===== Beitrag =====
# Miami & Bahamas



## fishingphil89 (13. November 2018)

Moin Leute.

am Samstags gehts nach Miami und anschließend auf die Bahamas.
Da es ohne angeln nicht geht hab ich mir für diese Zwecke eine Reiserute aufgebaut.
Tac Cross Travel 120g in Combi einer Stradic FD 4000 die ich noch über hatte. Bespult mit einer 0.20 Shimano Kariki.

Im Gepäck hab ich auserdem:

selbstgebunde Federjigs (14,17,21 Gramm)
Circel Hooks in verschieden Größen
Durchlaufblei, Fluo 0.60 & 0.40
kleiner Schwimmer

Nun zu meiner eigetlichen Frage. In Miami benötigt man eine Fishing license, braucht man denn auch eine auf den Bahamas? Werde im Netz darüber nicht fündig.
Eine Guiding Tour ist auch geplant mein Limit solle allerdings nicht 500 Doller überschreiten. Eventuell hat da einer auch ein Tip, in der nähe von Miami.

Gruß Phil


----------



## Hering 58 (13. November 2018)

Schönen Urlaub und Petri,berichte mal wie es war.Zu dem Fishing license kann ich nichts sagen.


----------



## Silverfish1 (13. November 2018)

Fuer 500 Dollar wird es Max. ein halfday + tip. 
Gibt einige gute charter die aus Ford lauderdale operieren. 
Ich wuerde eher schauen, das du auf den Bahamas ein Trip machst oder ein sharded charter findest.


----------



## fishingphil89 (13. November 2018)

Danke für die Antwort 
was ist ein sharded charter?
Sprichst du aus Erfahrung? Dachte immer auf dem Bahamas ist ehr Bonfish angesagt. 
Insbesondere würden mich eher Snapper und Snooks interesieren


----------



## Marco74 (13. November 2018)

entweder du nimmst eine geguidete Kajaktour (würde bei Palm Beach einen Anbieter kennen) oder ein Guide mit kleinem Boot. Ich hatte mal was im Auge...muss noch mal suchen


----------



## Marco74 (13. November 2018)

Gefunden ;-)
http://www.flyfishpeacocks.com/rates.htm


----------



## Marco74 (13. November 2018)

für Snook im bass pro unbedingt den live target mullet in klein ( und silber) holen. Super Köder


----------



## fishingphil89 (13. November 2018)

Danke Marco.
Den linken hab ich erstmal auf dem Schirm, schaut gut aus. 
An so etwas hab ich auch gedacht. In die Richtung Bassboot im Biscayen Bay hatte ich auch gedacht. 
Hast du eventuell auch ein Tip vom Ufer. Wo ich vor dem Frühstück mal ein paar Würfe machen kann. Wir sind im Riu Plaza untergebracht. Gruß


----------



## fishingphil89 (13. November 2018)
===== Datenzeilen =====
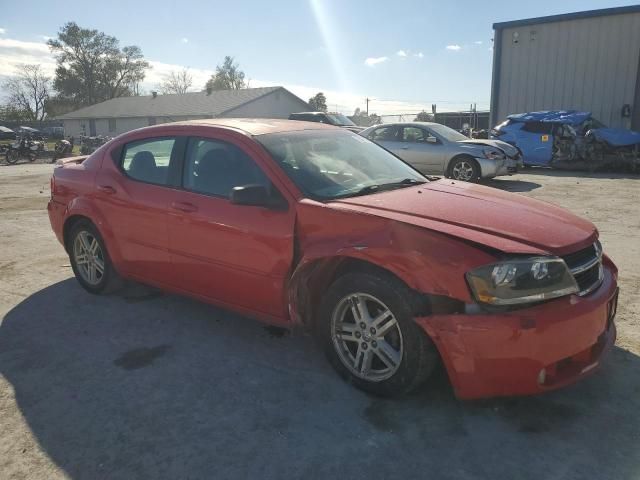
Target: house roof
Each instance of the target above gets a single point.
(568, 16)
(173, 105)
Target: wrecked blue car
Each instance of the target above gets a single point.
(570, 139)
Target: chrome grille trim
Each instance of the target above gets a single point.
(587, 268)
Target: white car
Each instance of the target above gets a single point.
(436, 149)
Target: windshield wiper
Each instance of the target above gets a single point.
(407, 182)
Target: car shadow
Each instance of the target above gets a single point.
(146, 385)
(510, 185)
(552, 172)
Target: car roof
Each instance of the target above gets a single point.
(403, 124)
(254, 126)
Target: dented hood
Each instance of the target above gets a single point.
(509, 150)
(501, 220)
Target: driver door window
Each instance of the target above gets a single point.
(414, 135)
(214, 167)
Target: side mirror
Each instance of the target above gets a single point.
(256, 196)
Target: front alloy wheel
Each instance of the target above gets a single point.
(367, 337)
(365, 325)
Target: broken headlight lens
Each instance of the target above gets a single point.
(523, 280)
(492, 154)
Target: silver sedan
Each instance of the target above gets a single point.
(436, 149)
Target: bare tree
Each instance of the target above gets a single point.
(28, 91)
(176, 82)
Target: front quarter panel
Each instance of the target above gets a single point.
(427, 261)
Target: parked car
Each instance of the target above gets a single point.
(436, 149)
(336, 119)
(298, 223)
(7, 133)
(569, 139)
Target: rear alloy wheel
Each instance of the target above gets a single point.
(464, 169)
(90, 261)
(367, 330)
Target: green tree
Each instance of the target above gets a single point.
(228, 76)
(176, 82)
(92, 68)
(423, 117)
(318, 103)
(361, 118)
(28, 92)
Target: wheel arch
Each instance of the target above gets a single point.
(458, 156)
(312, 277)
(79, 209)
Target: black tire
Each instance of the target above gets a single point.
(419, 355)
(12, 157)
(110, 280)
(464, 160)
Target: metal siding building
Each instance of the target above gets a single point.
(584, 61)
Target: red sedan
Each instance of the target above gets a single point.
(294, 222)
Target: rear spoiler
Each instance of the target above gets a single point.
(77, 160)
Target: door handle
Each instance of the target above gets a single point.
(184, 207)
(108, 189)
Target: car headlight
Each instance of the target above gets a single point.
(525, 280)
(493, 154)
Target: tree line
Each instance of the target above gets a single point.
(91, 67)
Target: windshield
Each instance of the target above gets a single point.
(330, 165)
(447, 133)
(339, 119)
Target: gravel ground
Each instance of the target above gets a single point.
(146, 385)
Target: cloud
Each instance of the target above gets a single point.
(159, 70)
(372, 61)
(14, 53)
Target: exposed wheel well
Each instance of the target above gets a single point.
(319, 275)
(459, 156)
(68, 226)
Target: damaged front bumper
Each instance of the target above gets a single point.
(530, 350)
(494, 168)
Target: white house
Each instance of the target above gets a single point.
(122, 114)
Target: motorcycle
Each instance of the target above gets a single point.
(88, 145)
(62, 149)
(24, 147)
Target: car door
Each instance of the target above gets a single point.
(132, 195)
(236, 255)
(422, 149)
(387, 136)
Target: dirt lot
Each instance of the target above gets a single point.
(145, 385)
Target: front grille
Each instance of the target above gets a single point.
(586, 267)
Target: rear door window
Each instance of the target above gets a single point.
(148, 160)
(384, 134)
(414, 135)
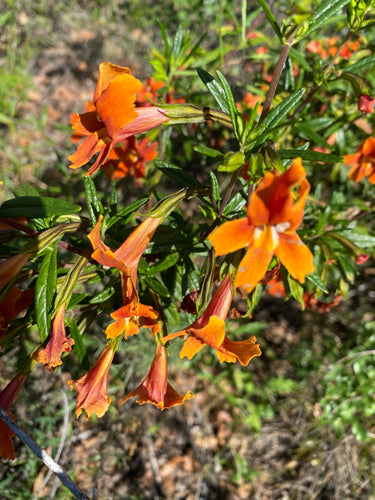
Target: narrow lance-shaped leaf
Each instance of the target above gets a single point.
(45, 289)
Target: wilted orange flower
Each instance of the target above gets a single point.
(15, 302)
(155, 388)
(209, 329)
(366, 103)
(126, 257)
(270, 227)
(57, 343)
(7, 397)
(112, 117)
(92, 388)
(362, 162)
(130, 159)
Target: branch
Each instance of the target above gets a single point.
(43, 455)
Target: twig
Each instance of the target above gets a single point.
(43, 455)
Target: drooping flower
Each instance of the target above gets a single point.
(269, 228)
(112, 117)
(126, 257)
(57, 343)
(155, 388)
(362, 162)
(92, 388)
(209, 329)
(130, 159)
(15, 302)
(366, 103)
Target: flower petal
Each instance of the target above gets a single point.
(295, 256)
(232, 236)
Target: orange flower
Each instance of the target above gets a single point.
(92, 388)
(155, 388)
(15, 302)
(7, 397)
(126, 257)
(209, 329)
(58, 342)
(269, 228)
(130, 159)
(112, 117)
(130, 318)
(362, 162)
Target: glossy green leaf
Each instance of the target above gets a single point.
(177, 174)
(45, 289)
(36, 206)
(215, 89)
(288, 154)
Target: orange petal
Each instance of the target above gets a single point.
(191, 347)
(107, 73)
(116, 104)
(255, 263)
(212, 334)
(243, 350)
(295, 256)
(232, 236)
=====
### Offene Aufgaben
(a) Finde alle Zeilen, die das Wort „leaf“ enthalten, und schreibe sie ab. Groß- und Kleinschreibung ist dabei zu beachten.
(b) Führe den Beitrag über das Angeln in Miami und auf den Bahamas an der Stelle weiter, an der er aufhört.

### Lösungen der Aufgaben
(a)
Target: narrow lance-shaped leaf
Target: glossy green leaf

(b)
Mietwagen haben wir eher nicht geplant. Also möglichst zu Fuß.


----------



## Marco74 (13. November 2018)

Da muss ich komplett passen. Mietwagen sind doch günstig... ;-)


----------



## fishingphil89 (13. November 2018)

Es soll sich nur nicht alles ums fischen drehen, sonst ist der Ärger vorprogrammiert.
Einer Tour mach ich auf alle Fälle mit.


----------



## Marco74 (13. November 2018)

Kann ich. Den Mietwagen kann man aber leicht verkaufen ;-)
Übrigends: In der Dolphin Mall ist auch ein bass pro shop ;-)


----------



## fishingphil89 (14. November 2018)

Da hab ich mich auch informiert. Da muss ich unbedingt hin.


----------



## Elmar Elfers (14. November 2018)

fishingphil89 schrieb:


> Danke für die Antwort
> was ist ein sharded charter?
> Sprichst du aus Erfahrung? Dachte immer auf dem Bahamas ist ehr Bonfish angesagt.
> Insbesondere würden mich eher Snapper und Snooks interesieren



Hi! Klingt nach einer Tollen Tour! Ich kenne shared charters als Kostenteilung. Mehrere Angler teilen sich die Gudingkosten für den Trip. 
Wie Marco schon sagte: Mietwagen kosten wirklich nicht die Welt. Allerdings würde ich bereits von Deutschland buchen. Direkt am Schalter kann deutlich teurer werden. Wobei Alamo zum Beispiel noch vor den Schaltern Computer in Miami bereitstellt, um übers Netz zu buchen. 
Bahamas hatten wir auch schon auf dem Zettel. Bin gespannt, was Du berichtest!
Hattest Du diese Seiten schon gefunden?
Bahamas 
Bahamas 2


----------



## fishingphil89 (15. November 2018)

Danke für die Links. Bin auch mal gespannt. Schreibe dann ein paar Zeilen wie es war. 
Gruß


----------



## fishingphil89 (2. Dezember 2018)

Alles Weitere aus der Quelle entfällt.